Task prompt -> When you return the data, keep every word exact and include none of the images.

_ _ _ _ _

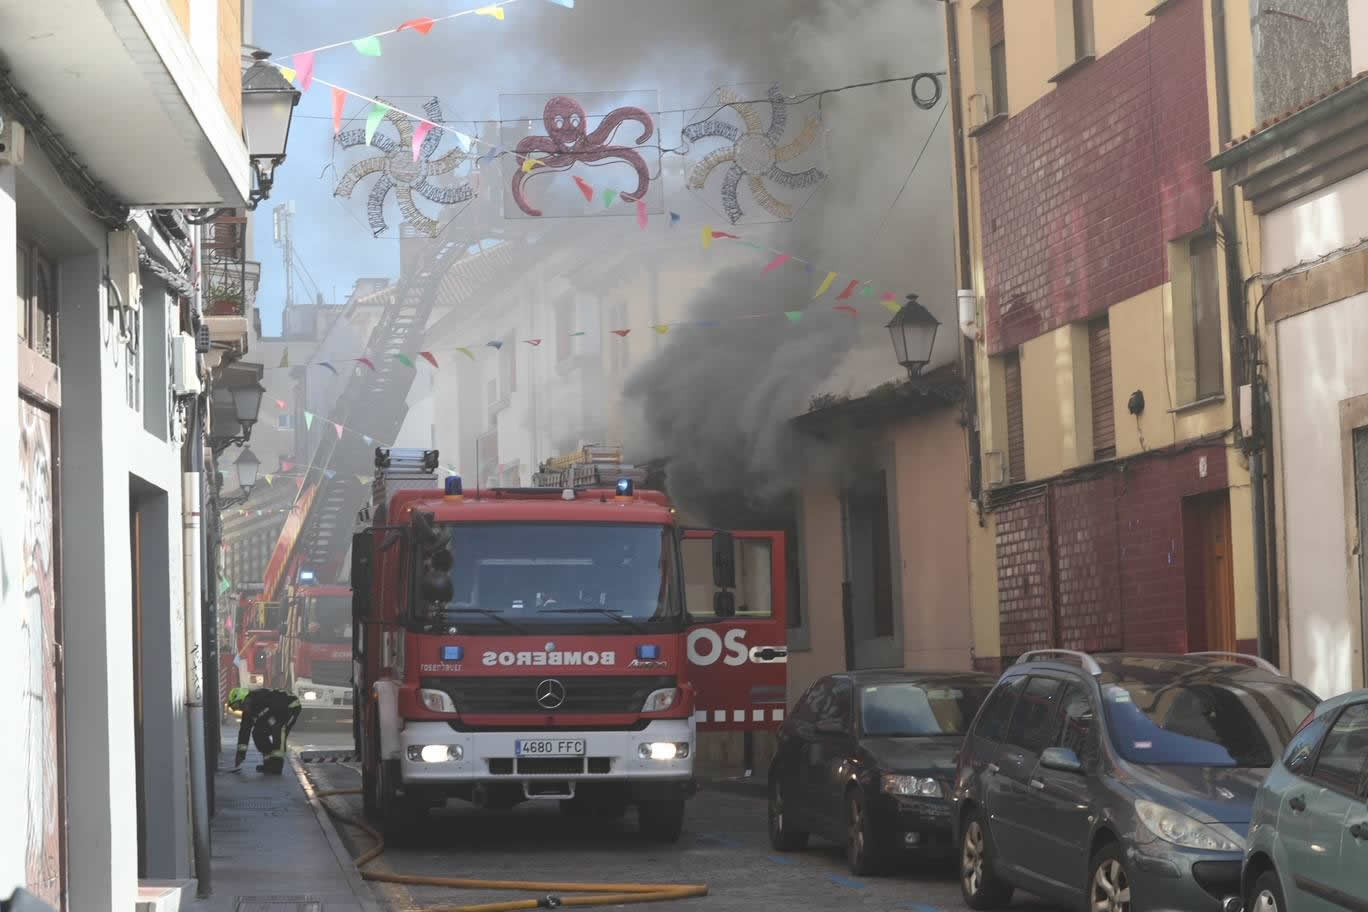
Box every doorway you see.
[841,471,901,669]
[1183,490,1236,653]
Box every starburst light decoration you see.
[682,85,826,224]
[334,98,474,237]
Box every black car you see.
[951,650,1320,912]
[767,670,997,874]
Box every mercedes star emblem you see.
[535,678,566,710]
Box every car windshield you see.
[423,522,679,629]
[301,595,350,641]
[1102,675,1318,767]
[860,682,992,737]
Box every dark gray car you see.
[951,651,1320,912]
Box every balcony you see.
[202,213,259,366]
[0,0,248,207]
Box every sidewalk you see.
[180,738,380,912]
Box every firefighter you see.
[227,686,301,774]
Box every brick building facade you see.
[952,0,1257,670]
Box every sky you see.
[248,0,954,337]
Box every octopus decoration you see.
[683,85,825,224]
[511,95,654,217]
[334,98,474,237]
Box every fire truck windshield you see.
[420,523,680,632]
[302,595,351,642]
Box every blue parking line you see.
[903,905,940,912]
[766,855,797,865]
[698,833,744,849]
[827,874,867,889]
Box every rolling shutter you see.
[1004,352,1025,483]
[1089,317,1115,460]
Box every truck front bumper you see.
[399,719,694,796]
[294,679,353,712]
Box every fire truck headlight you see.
[639,742,690,761]
[408,744,462,763]
[641,688,680,713]
[418,688,457,713]
[302,690,318,702]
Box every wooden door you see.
[1184,492,1236,652]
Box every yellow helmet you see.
[227,687,250,710]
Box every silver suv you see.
[951,651,1319,912]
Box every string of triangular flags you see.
[271,0,571,69]
[265,203,911,374]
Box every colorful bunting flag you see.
[352,36,382,56]
[836,280,860,301]
[521,156,542,173]
[545,0,574,6]
[653,324,670,335]
[219,577,232,595]
[762,254,791,273]
[279,65,297,83]
[860,285,876,297]
[487,341,504,350]
[571,331,586,336]
[303,412,314,429]
[814,271,838,298]
[282,460,295,472]
[669,212,681,226]
[603,188,618,208]
[275,399,287,409]
[525,339,543,346]
[333,422,344,439]
[264,474,274,485]
[413,121,434,162]
[636,199,648,229]
[362,435,374,446]
[785,311,803,323]
[294,52,315,91]
[358,357,376,371]
[332,88,346,134]
[357,474,371,484]
[365,103,387,145]
[475,5,506,20]
[612,329,631,337]
[453,131,473,152]
[574,175,594,202]
[835,304,858,316]
[325,469,337,480]
[397,16,436,34]
[712,230,740,240]
[319,361,338,375]
[880,292,901,315]
[702,225,713,250]
[419,351,439,368]
[457,347,475,360]
[396,353,415,368]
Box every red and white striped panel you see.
[694,707,785,724]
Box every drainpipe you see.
[1211,0,1276,664]
[183,330,212,891]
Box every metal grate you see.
[234,896,322,911]
[421,675,674,714]
[517,758,583,775]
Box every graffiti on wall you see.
[19,398,62,905]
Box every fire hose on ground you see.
[308,772,710,912]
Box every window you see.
[1005,676,1063,753]
[1310,702,1368,794]
[278,413,296,430]
[16,239,58,363]
[1089,316,1115,460]
[843,473,895,639]
[859,681,994,737]
[988,1,1008,116]
[819,678,853,733]
[791,680,826,725]
[1283,711,1332,775]
[974,675,1025,743]
[1052,681,1099,768]
[1071,0,1094,61]
[1190,234,1223,399]
[1004,351,1025,482]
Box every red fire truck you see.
[222,594,285,694]
[352,448,787,843]
[279,583,355,720]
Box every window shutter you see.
[988,1,1005,45]
[1005,352,1025,482]
[1089,317,1115,460]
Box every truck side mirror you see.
[713,590,736,618]
[712,531,736,589]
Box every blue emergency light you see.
[637,644,660,661]
[445,475,463,496]
[442,646,464,662]
[616,477,634,497]
[298,569,315,582]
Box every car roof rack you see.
[1015,649,1102,676]
[1185,651,1285,676]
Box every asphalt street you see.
[287,719,1064,912]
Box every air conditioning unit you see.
[0,117,25,166]
[171,332,201,395]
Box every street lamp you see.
[242,50,300,210]
[886,293,940,378]
[210,379,266,453]
[220,447,261,507]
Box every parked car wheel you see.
[768,780,809,851]
[1248,870,1286,912]
[846,790,882,875]
[959,809,1014,909]
[1089,843,1132,912]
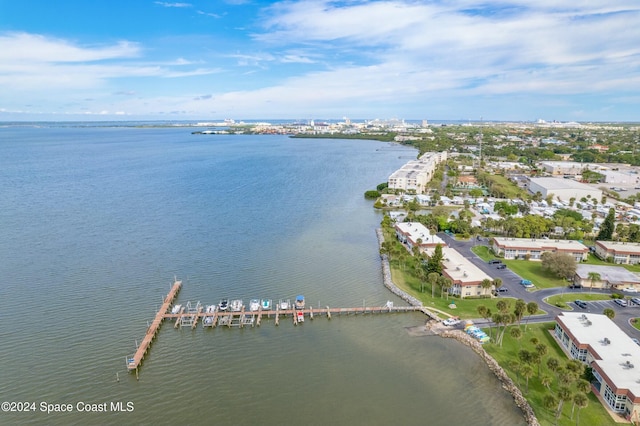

_ _ _ _ _

Task solution ->
Box every doorway you see.
[841,471,901,669]
[1183,490,1236,653]
Box every starburst light decoration you see.
[682,85,826,224]
[334,98,474,237]
Box every black car you see.
[951,650,1320,912]
[767,670,997,874]
Box every mercedes star emblem you see.
[535,678,566,710]
Box every car windshield you see.
[423,522,679,629]
[301,595,350,641]
[1102,675,1318,767]
[860,682,992,737]
Box every dark gray car you see.
[951,651,1320,912]
Box every balcony you see.
[202,213,259,366]
[0,0,248,207]
Box every sidewalk you see.
[180,738,380,912]
Box every firefighter you see.
[227,686,301,774]
Box every brick building facade you see.
[952,0,1257,670]
Box every sky you see.
[248,0,954,337]
Box every octopus decoration you see.
[683,85,825,224]
[511,95,654,217]
[334,98,474,237]
Box every fire truck windshield you see.
[420,523,680,632]
[302,595,351,642]
Box every blue parking line you see.
[903,905,940,912]
[766,855,797,865]
[698,833,744,849]
[827,874,867,889]
Box every rolling shutter you see.
[1004,352,1025,483]
[1089,317,1115,460]
Box every truck front bumper you see.
[399,719,694,796]
[294,679,353,712]
Box every fire truck headlight you see.
[639,742,690,761]
[408,744,462,763]
[641,688,680,713]
[418,688,457,713]
[302,690,318,702]
Box every wooden door you see.
[1184,492,1236,652]
Box every yellow helmet you see.
[227,687,250,710]
Box every silver suv you see.
[951,651,1319,912]
Box every string of triangular flags you see.
[271,0,571,69]
[265,203,911,374]
Box every colorful bunting flag you see.
[352,36,382,56]
[836,280,860,301]
[521,156,542,173]
[545,0,574,6]
[653,324,670,335]
[219,577,232,595]
[762,254,791,273]
[279,65,297,83]
[860,285,876,297]
[487,341,504,350]
[571,331,586,336]
[303,412,314,429]
[814,271,838,298]
[282,460,295,472]
[669,212,681,226]
[603,188,618,208]
[275,399,287,409]
[525,339,543,346]
[333,422,344,439]
[264,474,274,485]
[413,121,434,162]
[636,199,648,229]
[362,435,374,446]
[785,311,803,323]
[294,52,315,91]
[358,357,376,371]
[332,88,346,134]
[357,474,371,484]
[365,103,387,145]
[475,5,506,20]
[612,329,631,337]
[453,131,473,152]
[574,175,594,202]
[835,304,858,316]
[325,469,337,480]
[397,16,436,34]
[712,230,740,240]
[319,361,338,375]
[880,292,901,315]
[702,225,713,250]
[419,351,439,368]
[457,347,475,360]
[396,353,415,368]
Box every red and white striped panel you see.
[694,707,785,724]
Box every drainpipe you see.
[1211,0,1276,664]
[183,330,212,891]
Box every metal grate you see.
[234,896,322,911]
[421,675,674,714]
[517,758,583,775]
Box every graffiti on wall you see.
[19,398,62,905]
Box every fire hose on ground you see.
[308,772,710,912]
Box every window you see.
[1005,676,1063,753]
[1310,702,1368,794]
[278,413,296,430]
[16,239,58,363]
[1089,316,1115,460]
[843,473,895,639]
[859,681,994,737]
[988,1,1008,116]
[819,678,853,733]
[791,680,826,725]
[1283,711,1332,775]
[974,675,1025,743]
[1052,681,1099,768]
[1071,0,1094,61]
[1190,234,1223,399]
[1004,351,1025,482]
Box every red fire truck you see.
[222,594,285,694]
[352,448,787,843]
[279,583,355,720]
Box every window shutter you see.
[988,1,1005,45]
[1005,352,1025,482]
[1089,317,1115,460]
Box every truck side mirror you see.
[713,590,736,618]
[712,531,736,589]
Box every blue emergency light you see.
[637,644,660,661]
[445,475,463,496]
[442,646,464,662]
[616,477,634,497]
[298,569,315,582]
Box every car roof rack you see.
[1015,649,1102,676]
[1185,651,1285,676]
Box every asphalt street you see.
[287,719,1064,912]
Box every air conditioning unit you see.
[0,117,25,166]
[171,332,201,395]
Box every street lamp you see.
[242,50,300,210]
[886,293,940,378]
[210,379,266,453]
[220,447,261,507]
Box every parked car wheel you see.
[768,780,809,851]
[1248,870,1286,912]
[846,790,882,875]
[959,809,1014,909]
[1089,843,1132,912]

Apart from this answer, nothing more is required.